Representations of reward value are also normalized. Brain responses encoding the values of choice options adapt to the ranges of option values (Cox & Kable, 2014; Padoa-Schioppa, 2009; Rangel & Clithero, 2012). This normalization affects human choice behavior, too. An undesirable option modulates the choice between two other options (Soltani, De Martino, & Camerer, 2012), for example, when monkeys choose among juice rewards and humans choose among snack foods (Louie et al., 2013). In Louie et al. (2013), lower-value distractor items (i.e., a wider range of option values) increased preference for the better of two desirable options, a finding predicted by computer simulations of divisive normalization. Thus, divisive normalization effectively expands or contracts the dynamic range of value representations to match the range of option values.
Normalization could mediate similar context effects in the social domain too, but a theory to predict context effects for social evaluations is lacking. In an attractiveness experiment, I tested whether normalization predicts facial attractiveness. Participants evaluated facial attractiveness without context in a first phase; in a second phase, they performed a trinary-choice task to assess attractiveness preferences. When two highly attractive targets and a low-attractiveness distractor are choice options, participants’ choices should become more sensitive to differences in attractiveness of the two targets. In a control experiment (i.e., averageness experiment), I tested for the same effects using a task in which participants chose the most average-appearing face. These averageness choices may share some perceptual bases with attractiveness choices (Langlois & Roggman, 1990) but have no overt value-based connotation. This control task could therefore show whether normalization is restricted to value-based judgments such as attractiveness or affects high-level facial judgments in general.
Method
Participants
I enrolled two samples of 40 participants each, selecting a sample size equivalent to that used by Louie et al. (2013). For the attractiveness experiment, all 40 (age range = 18−23; 25 women) contributed data for analysis. For the averageness experiment (approximate age range = 18−55, 28 women), data for 1 participant were removed from analysis because her responses suggested that the instructions were not followed. Participants were students or staff at Royal Holloway, University of London, and had normal or corrected-to-normal vision.
For the attractiveness experiment, participants were entered into a drawing for one £25 Amazon voucher. For the averageness experiment, participants were compensated £8. The attractiveness experiment was approved by the psychology department ethics committee, and the averageness experiment was approved by the college ethics committee, both at Royal Holloway, University of London.

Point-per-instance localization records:
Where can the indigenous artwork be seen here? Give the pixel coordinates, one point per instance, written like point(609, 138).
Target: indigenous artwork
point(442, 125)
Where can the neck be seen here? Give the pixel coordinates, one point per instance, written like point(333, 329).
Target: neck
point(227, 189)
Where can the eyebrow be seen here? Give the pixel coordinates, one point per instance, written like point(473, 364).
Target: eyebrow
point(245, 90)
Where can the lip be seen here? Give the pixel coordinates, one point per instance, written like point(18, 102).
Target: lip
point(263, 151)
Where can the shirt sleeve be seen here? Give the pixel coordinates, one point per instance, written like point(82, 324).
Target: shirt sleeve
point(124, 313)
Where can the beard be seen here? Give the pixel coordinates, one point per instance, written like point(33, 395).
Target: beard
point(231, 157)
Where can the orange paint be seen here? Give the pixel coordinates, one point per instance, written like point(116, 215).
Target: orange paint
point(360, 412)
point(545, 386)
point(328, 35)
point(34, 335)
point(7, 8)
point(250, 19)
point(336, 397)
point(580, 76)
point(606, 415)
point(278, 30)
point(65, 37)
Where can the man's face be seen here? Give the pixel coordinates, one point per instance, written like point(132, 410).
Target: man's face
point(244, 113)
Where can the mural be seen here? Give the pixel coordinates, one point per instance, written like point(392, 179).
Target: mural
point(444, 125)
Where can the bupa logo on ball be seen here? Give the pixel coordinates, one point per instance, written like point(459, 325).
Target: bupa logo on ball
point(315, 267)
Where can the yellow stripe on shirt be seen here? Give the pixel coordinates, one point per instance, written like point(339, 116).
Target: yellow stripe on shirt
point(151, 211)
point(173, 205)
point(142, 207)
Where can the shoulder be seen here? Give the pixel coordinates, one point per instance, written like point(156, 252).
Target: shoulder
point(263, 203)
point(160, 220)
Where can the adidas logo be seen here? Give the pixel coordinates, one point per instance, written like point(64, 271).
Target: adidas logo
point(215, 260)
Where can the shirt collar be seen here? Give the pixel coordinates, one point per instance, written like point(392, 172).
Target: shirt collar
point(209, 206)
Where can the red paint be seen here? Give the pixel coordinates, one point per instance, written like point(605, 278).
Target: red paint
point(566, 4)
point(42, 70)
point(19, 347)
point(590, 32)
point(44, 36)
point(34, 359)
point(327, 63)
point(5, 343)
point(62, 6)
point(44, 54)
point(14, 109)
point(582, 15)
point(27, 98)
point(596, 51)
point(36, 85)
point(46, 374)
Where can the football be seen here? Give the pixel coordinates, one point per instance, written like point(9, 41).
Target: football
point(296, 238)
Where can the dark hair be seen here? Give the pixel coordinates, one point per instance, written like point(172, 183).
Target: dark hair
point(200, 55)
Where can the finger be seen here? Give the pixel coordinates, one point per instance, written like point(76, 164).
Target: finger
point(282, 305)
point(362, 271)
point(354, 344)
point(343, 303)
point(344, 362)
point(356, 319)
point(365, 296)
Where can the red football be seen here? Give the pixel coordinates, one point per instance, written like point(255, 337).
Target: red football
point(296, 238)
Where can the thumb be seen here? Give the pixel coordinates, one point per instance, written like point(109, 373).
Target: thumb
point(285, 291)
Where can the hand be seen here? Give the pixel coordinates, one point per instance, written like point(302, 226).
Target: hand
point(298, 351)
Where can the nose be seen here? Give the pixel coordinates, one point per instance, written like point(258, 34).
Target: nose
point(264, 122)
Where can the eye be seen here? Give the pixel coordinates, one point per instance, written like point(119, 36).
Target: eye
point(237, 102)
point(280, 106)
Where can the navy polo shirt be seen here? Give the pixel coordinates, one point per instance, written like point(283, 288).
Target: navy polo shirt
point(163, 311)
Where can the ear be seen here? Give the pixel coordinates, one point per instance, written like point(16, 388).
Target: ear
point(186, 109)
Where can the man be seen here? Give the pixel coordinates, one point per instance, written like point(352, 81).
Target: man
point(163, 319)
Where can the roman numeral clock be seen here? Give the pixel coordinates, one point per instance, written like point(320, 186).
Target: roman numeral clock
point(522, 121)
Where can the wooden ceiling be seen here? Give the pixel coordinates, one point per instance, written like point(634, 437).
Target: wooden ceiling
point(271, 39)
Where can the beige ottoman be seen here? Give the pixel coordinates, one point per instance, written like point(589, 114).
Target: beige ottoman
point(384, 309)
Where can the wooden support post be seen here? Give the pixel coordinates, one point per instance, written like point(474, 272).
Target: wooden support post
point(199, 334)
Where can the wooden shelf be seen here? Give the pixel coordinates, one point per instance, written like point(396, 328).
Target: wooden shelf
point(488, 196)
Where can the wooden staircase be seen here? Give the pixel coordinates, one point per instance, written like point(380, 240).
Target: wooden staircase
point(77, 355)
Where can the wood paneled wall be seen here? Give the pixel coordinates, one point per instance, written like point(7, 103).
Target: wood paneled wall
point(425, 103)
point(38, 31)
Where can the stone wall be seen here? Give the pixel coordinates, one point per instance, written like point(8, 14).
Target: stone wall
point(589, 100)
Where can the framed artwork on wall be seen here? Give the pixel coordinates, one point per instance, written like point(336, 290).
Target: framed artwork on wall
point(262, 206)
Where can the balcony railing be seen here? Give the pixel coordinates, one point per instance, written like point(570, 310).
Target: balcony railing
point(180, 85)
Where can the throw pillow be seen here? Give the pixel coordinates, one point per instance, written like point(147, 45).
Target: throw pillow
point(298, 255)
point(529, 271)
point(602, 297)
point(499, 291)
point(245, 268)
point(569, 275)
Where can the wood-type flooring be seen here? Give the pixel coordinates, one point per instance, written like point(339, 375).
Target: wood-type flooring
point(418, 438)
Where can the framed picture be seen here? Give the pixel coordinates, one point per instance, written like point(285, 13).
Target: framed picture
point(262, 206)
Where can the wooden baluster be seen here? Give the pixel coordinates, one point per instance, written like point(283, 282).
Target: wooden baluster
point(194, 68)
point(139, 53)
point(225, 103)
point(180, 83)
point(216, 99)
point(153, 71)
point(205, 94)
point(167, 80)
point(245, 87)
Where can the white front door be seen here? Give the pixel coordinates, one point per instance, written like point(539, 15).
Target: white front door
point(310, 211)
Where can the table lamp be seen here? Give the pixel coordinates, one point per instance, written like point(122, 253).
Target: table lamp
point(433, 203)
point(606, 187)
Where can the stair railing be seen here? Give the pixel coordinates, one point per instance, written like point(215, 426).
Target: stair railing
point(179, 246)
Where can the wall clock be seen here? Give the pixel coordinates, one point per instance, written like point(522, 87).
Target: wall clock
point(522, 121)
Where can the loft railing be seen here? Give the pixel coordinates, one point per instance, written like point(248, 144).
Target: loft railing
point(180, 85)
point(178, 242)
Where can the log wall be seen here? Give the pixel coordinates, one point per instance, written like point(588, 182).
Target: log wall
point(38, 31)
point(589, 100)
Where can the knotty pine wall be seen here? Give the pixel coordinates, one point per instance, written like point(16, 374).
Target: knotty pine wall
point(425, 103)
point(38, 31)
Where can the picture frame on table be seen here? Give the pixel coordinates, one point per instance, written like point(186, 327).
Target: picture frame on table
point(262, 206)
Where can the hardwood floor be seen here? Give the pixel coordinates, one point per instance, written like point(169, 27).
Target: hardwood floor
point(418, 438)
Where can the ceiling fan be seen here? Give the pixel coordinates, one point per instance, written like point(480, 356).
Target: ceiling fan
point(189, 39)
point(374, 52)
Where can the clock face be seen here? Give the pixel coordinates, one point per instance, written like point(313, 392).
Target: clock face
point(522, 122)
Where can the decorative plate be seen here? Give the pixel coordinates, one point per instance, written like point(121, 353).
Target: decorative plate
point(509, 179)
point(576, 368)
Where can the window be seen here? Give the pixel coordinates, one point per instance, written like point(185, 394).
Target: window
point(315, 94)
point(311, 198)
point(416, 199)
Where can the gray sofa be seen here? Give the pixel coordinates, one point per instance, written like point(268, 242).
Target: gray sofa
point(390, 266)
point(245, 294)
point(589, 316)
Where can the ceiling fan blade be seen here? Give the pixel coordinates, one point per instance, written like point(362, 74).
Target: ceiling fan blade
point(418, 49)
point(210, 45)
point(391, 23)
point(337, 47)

#### TASKS AND EXERCISES
[a] Answer these questions from the text on facial attractiveness and normalization:
(i) How many participants were enrolled in each sample?
(ii) In the averageness experiment, which face did participants choose?
(iii) How much were participants in the averageness experiment paid?
[b] Continue the text on facial attractiveness and normalization from its last sentence.

#### ANSWER SECTION
[a]
(i) 40 participants
(ii) The most average-appearing face
(iii) £8

[b]
Procedure
Stimuli included color photographs of 15 male and 15 female neutral faces sampled from the Karolinska Directed Emotional Faces (KDEF) face set (Lundqvist, Flykt, & Öhman, 1998). In Phase 1 (Fig. 1a, left), participants rated either the attractiveness or the averageness of the 30 faces, two times each, sequentially and in a pseudorandom order.

Sample trials from Phases 1 and 2 of the attractiveness experiment and Phase 1 attractiveness and averageness ratings. In Phase 1 of the attractiveness experiment (a, left), participants rated the attractiveness of faces that were presented without context. In Phase 2 (a, right), participants completed a trinary-choice task in which they chose the most attractive of three faces (two targets and a distractor). In Phase 2 of the attractiveness experiment, distractors were the 10 male faces and 10 female faces with the lowest attractiveness ratings, and targets were the 5 male faces and 5 female faces with the highest attractiveness ratings, identified separately for each participant. The graphs show female and male participants’ (b) mean attractiveness ratings and (c) mean averageness ratings in Phase 2 for the male and female faces selected as distractors and targets. Error bars show 95% confidence intervals. The faces shown in (a) are numbers AF01NES, AF05NES, AF06NES, AF13NES, AM04NES, and AM10NES from the Karolinska Directed Emotional Faces face set (Lundqvist, Flykt, & Öhman, 1998).
On each trial, participants saw a face and below that a horizontal line representing a continuum of values (between 0 and 1). They used the mouse to choose a value. The next trial appeared after the mouse click. The two ratings recorded for each face during Phase 1 were averaged for each participant. These averaged Phase 1 ratings were taken as estimates of each participant’s judgment without context or normalization. In the attractiveness experiment, faces were selected for Phase 2 based on each participant’s attractiveness ratings. In the averageness experiment, faces were selected for Phase 2 based on each participant’s averageness ratings. On the basis of these averages, the lowest-rated (least attractive or least average) 10 male faces and 10 female faces were selected as distractors (Fig. 1b), and the highest-rated 5 male faces and 5 female faces were selected as targets (Fig. 1c) for Phase 2.
In each trial of Phase 2, three faces (two targets and a distractor) appeared on the screen at the left, center, and right (Fig. 1a, right). The faces were presented in pseudorandom order, and the faces’ screen locations were assigned randomly. The faces came from the 10 possible pairs of five targets for each gender, matched to the 10 same-gender distractors. The participant indicated which of the faces was most attractive or most average by pressing a button on a computer keyboard, which triggered the next trial. I measured which target was chosen on each trial and whether the chosen target was the more attractive target (or more average target) according to the ratings from Phase 1. Each participant completed 200 trials.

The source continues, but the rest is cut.